Source extract:

Segment Open

Food additives are natural or synthetic chemicals and compounds that help with food preservation, appearance or taste.  With over 40,000 different kinds of items at your average grocery store, learning what’s in each and every kind of food you buy can be daunting.  Luckily, becoming familiar with a handful of the most common additives can go a long way.  While we’re not typically keen on spreading “doom and gloom” statistics, having a basic knowledge of some controversial ingredients can go a long way in helping you make better-informed decisions.

Caramel Coloring

You can find this artificial color in soft drinks, breads, cereals and pastries.  If it’s a natural coloring from sugar (actual caramel), you have nothing to worry about, but the synthetic form has been linked to cancer.  Currently, companies aren’t required by the FDA to reveal if they use natural or synthetic so it’s probably best to avoid consuming it as much as possible.

 Potassium Bromate

You may have seen this, but unless you study chemistry, you most likely have no clue what it does.  Simply put, it conditions flour and makes breads light and airy during baking.  Luckily, its ban in several countries and its “cancer causing” warning in some US states has made it less common, but it hasn’t disappeared entirely.

 Butylated Hydroxyanisole (BHA) and Butylated Hydroxytoluene (BHT)

These two petroleum-based cousins act as preservatives and antioxidants.  You’ll find them in some brands of chewing gum, cereals and lards.  Even the Department of Health and Human Services has stated that BHA is “reasonably anticipated to be a human carcinogen.”

 Sodium nitrates and nitrites

Nitrogen-based compounds occur naturally but are also synthesized to help cure processed meats such as deli meats and hot dogs.  Studies have shown that these additives can cause cancer and have even been linked to deaths in those suffering from Parkinson’s, Diabetes and Alzheimer’s.

 Common Food Dyes

Exactly what they sound like, food dyes artificially color the food you eat.  Some are harmless, but many have been banned in several countries.  Blue #1, Blue #2 and Yellow #6 are not allowed in Norway and Sweden due to their linkage to chromosomal damage.  Red dye #3 has long been speculated to cause thyroid cancer but has been approved for use until supplies run out.  These colorings can be found in sugar cereals and candies.  

What other ingredients do you keep an eye out for?

Segment Closed

Task description:
Repeat word for word the stretch of the food additives article from "These two petroleum-based" through "Diabetes and Alzheimer’s.". The listing that comes next is separate material, unrelated to the article on food additives.

Source data:
Segment Open

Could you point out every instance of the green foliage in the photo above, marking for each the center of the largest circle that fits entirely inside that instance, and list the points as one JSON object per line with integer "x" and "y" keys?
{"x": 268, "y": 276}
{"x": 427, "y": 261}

Segment Closed

Exercise solution:
These two petroleum-based cousins act as preservatives and antioxidants.  You’ll find them in some brands of chewing gum, cereals and lards.  Even the Department of Health and Human Services has stated that BHA is “reasonably anticipated to be a human carcinogen.”

 Sodium nitrates and nitrites

Nitrogen-based compounds occur naturally but are also synthesized to help cure processed meats such as deli meats and hot dogs.  Studies have shown that these additives can cause cancer and have even been linked to deaths in those suffering from Parkinson’s, Diabetes and Alzheimer’s.